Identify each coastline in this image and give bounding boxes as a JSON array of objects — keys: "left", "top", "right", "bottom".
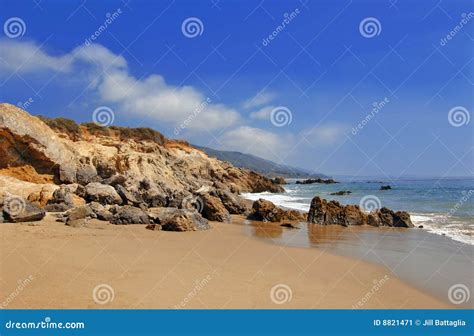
[{"left": 0, "top": 214, "right": 456, "bottom": 309}]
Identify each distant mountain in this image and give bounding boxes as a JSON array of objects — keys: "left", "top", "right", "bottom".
[{"left": 193, "top": 145, "right": 328, "bottom": 178}]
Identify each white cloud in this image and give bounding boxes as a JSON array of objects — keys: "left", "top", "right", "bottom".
[
  {"left": 243, "top": 92, "right": 276, "bottom": 109},
  {"left": 300, "top": 124, "right": 348, "bottom": 146},
  {"left": 0, "top": 40, "right": 240, "bottom": 130},
  {"left": 219, "top": 126, "right": 294, "bottom": 162},
  {"left": 250, "top": 106, "right": 275, "bottom": 120}
]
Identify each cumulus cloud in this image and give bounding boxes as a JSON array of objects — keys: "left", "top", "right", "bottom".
[
  {"left": 250, "top": 106, "right": 275, "bottom": 120},
  {"left": 0, "top": 40, "right": 240, "bottom": 130},
  {"left": 300, "top": 124, "right": 348, "bottom": 146},
  {"left": 243, "top": 91, "right": 276, "bottom": 109},
  {"left": 219, "top": 126, "right": 294, "bottom": 161}
]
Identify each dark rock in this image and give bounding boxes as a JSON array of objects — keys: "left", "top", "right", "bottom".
[
  {"left": 3, "top": 196, "right": 46, "bottom": 223},
  {"left": 145, "top": 224, "right": 161, "bottom": 231},
  {"left": 76, "top": 164, "right": 100, "bottom": 186},
  {"left": 295, "top": 178, "right": 339, "bottom": 184},
  {"left": 148, "top": 208, "right": 211, "bottom": 231},
  {"left": 330, "top": 190, "right": 352, "bottom": 196},
  {"left": 110, "top": 205, "right": 150, "bottom": 224},
  {"left": 198, "top": 194, "right": 231, "bottom": 223},
  {"left": 249, "top": 198, "right": 306, "bottom": 222},
  {"left": 115, "top": 184, "right": 143, "bottom": 206},
  {"left": 86, "top": 182, "right": 122, "bottom": 204},
  {"left": 280, "top": 223, "right": 299, "bottom": 229}
]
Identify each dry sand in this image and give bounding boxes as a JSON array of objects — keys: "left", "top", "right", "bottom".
[{"left": 0, "top": 214, "right": 450, "bottom": 308}]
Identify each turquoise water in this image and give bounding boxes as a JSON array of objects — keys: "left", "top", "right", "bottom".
[{"left": 243, "top": 178, "right": 474, "bottom": 245}]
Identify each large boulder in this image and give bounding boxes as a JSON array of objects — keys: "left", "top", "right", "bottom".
[
  {"left": 368, "top": 207, "right": 414, "bottom": 228},
  {"left": 86, "top": 182, "right": 122, "bottom": 204},
  {"left": 249, "top": 198, "right": 306, "bottom": 222},
  {"left": 110, "top": 205, "right": 150, "bottom": 224},
  {"left": 2, "top": 195, "right": 46, "bottom": 223},
  {"left": 0, "top": 104, "right": 76, "bottom": 183},
  {"left": 197, "top": 194, "right": 231, "bottom": 223},
  {"left": 148, "top": 208, "right": 211, "bottom": 231}
]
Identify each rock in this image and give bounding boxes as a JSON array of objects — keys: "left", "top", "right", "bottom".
[
  {"left": 145, "top": 224, "right": 161, "bottom": 231},
  {"left": 308, "top": 196, "right": 368, "bottom": 226},
  {"left": 0, "top": 104, "right": 76, "bottom": 183},
  {"left": 148, "top": 208, "right": 211, "bottom": 231},
  {"left": 3, "top": 196, "right": 46, "bottom": 223},
  {"left": 272, "top": 177, "right": 286, "bottom": 184},
  {"left": 115, "top": 184, "right": 143, "bottom": 206},
  {"left": 330, "top": 190, "right": 352, "bottom": 196},
  {"left": 86, "top": 182, "right": 122, "bottom": 204},
  {"left": 110, "top": 205, "right": 150, "bottom": 224},
  {"left": 88, "top": 202, "right": 114, "bottom": 222},
  {"left": 308, "top": 196, "right": 413, "bottom": 227},
  {"left": 249, "top": 198, "right": 306, "bottom": 222},
  {"left": 76, "top": 164, "right": 100, "bottom": 186},
  {"left": 198, "top": 194, "right": 231, "bottom": 223},
  {"left": 295, "top": 178, "right": 339, "bottom": 184},
  {"left": 280, "top": 223, "right": 299, "bottom": 229},
  {"left": 216, "top": 189, "right": 249, "bottom": 215}
]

# Objective:
Report how many lines in the rows above contain the word "cloud", giving only the number.

# Task output:
2